-- Problem --
Render every line of the records below as a JSON list of strings, one string per line, omitting any blank lines.

(Items stored from a collection)
--- START ---
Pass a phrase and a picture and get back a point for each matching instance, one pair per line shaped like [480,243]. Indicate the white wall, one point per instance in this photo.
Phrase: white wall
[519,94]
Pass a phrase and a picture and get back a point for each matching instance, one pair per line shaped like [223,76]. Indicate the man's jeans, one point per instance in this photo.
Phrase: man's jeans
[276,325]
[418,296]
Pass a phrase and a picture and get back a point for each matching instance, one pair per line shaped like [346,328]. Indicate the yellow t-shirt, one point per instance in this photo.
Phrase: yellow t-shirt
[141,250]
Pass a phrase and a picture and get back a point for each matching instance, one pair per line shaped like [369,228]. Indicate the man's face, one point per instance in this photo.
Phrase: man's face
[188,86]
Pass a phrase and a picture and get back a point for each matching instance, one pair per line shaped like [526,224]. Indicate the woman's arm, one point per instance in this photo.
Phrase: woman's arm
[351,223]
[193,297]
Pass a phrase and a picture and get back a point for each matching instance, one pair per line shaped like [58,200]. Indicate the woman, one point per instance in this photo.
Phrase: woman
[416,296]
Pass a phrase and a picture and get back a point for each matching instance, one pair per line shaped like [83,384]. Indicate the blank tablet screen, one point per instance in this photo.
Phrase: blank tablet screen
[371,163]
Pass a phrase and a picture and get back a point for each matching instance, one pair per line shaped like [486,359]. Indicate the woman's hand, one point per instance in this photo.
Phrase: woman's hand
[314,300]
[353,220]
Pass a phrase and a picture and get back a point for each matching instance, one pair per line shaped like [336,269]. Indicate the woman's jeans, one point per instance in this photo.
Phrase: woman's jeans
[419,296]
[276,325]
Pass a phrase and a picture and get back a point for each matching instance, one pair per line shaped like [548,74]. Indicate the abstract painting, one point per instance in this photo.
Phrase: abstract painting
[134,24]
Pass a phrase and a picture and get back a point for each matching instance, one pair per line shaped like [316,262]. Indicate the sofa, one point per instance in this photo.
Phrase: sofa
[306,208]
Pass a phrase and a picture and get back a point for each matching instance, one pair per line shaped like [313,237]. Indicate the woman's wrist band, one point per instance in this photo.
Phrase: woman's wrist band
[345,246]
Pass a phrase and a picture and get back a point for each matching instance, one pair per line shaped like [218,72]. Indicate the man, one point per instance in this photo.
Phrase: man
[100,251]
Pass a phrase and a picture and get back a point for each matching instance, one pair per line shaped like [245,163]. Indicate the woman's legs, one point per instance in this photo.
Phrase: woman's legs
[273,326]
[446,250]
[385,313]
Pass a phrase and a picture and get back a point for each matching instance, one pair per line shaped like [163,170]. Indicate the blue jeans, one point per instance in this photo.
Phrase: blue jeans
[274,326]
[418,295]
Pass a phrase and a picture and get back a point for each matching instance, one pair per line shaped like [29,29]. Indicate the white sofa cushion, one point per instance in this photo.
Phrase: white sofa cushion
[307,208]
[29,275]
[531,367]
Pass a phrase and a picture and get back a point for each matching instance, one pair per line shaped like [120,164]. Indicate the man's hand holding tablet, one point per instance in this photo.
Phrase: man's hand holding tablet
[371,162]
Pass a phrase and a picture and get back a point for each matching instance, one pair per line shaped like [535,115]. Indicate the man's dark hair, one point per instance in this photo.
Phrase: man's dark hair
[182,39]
--- END ---
-- Written answer --
[
  "Pass a phrase and a picture and get back a point for each matching instance, one pair per line shaped like [480,243]. Indicate the white wall, one point per instance in this photo.",
  "Phrase: white wall",
  "[519,94]",
  "Pass a phrase and a picture and get back a point for each matching instance, one pair per line shaped like [223,76]. Indicate the man's jeans, one point per instance in this photo.",
  "Phrase: man's jeans",
  "[276,325]",
  "[418,296]",
  "Pass a phrase and a picture and get back a point for each matching instance, one pair per line shaped like [346,328]. Indicate the yellow t-shirt, one point per instance in this photo.",
  "Phrase: yellow t-shirt",
  "[141,250]",
  "Pass a phrase and a picture and get back a point for each matching instance, one pair per line shaped like [369,228]. Indicate the man's face, one point per instance in this photo.",
  "Phrase: man's face",
  "[188,86]",
  "Pass a phrase and a picture and get back a point for each matching instance, one pair per line shaped like [526,224]. Indicate the woman's arm, one point per instance in this photo.",
  "Phrase: woman's arm",
  "[351,223]",
  "[193,297]",
  "Pass a phrase and a picture and get back a point for each matching instance, one pair per line shaped like [58,200]. Indicate the woman, one point per instance in this photo.",
  "Phrase: woman",
  "[416,296]",
  "Pass a phrase and a picture and get back a point for each matching instance, one pair per line shaped like [83,384]. Indicate the blank tablet screen, one point per instance in this photo.",
  "Phrase: blank tablet screen",
  "[371,163]",
  "Pass a phrase and a picture and get back a point for each matching instance, one pair per line shaped like [486,359]. Indicate the woman's hand, one point per instance in this photo.",
  "Phrase: woman's hand",
  "[314,300]",
  "[353,220]",
  "Pass a phrase and a picture and get back a point for each matching instance, one pair per line shaped like [336,269]. Indicate the woman's jeans, one point per instance in this photo.",
  "Phrase: woman's jeans",
  "[419,296]",
  "[276,325]",
  "Pass a phrase and a picture and get back a point for each matching instance, one pair per line shaped like [548,74]. Indicate the abstract painting, one point per instance in this photo.",
  "Phrase: abstract painting",
  "[134,24]",
  "Pass a phrase and a picture and get back a point for each matching instance, one pair per line shaped like [316,262]. Indicate the sofa, one point per instance in this photo.",
  "Phrase: sofa",
  "[306,208]",
  "Pass a phrase and a picture and get back a point for each matching instance, one pair per line shaped like [313,237]. Indicate the woman's wrist band, one point per instance in this photo.",
  "Phrase: woman's wrist band",
  "[345,246]",
  "Pass a phrase and a picture and get back a point for each matching instance, one pair per line shaped like [218,72]. Indicate the man, one point per instance in this photo.",
  "Phrase: man",
  "[100,251]",
  "Pass a phrase and a picture and get back a point for each matching instance, one pair per line shaped like [245,163]. Indicate the woman's legs, one point per instance in this photo.",
  "Phrase: woman's legs",
  "[273,326]",
  "[446,250]",
  "[385,313]",
  "Pass a phrase and a picture and get back a point for each matching instance, one pair per line shaped like [163,170]. Indicate the blue jeans, one point per instance in this photo.",
  "Phrase: blue jeans",
  "[274,326]",
  "[418,295]",
  "Pass a phrase and a picture and get back a point for each matching instance, one pair per line shaped like [29,29]. Indicate the white sofa cushion, one point per instance in this photo.",
  "Phrase: white sofa cushion",
  "[307,208]",
  "[29,275]",
  "[531,367]",
  "Pass a phrase and a picture and get back a point for each matching instance, one pair per line shaped like [120,164]. Indicate the man's hand holding tablet, one point per instance in this photo.",
  "Phrase: man's hand holding tablet",
  "[371,162]",
  "Pass a phrase and a picture and get back a point for each matching instance, one pair per line shaped like [535,115]. Indicate the man's dark hair, one point per instance in this photo.",
  "Phrase: man's dark hair",
  "[182,39]"
]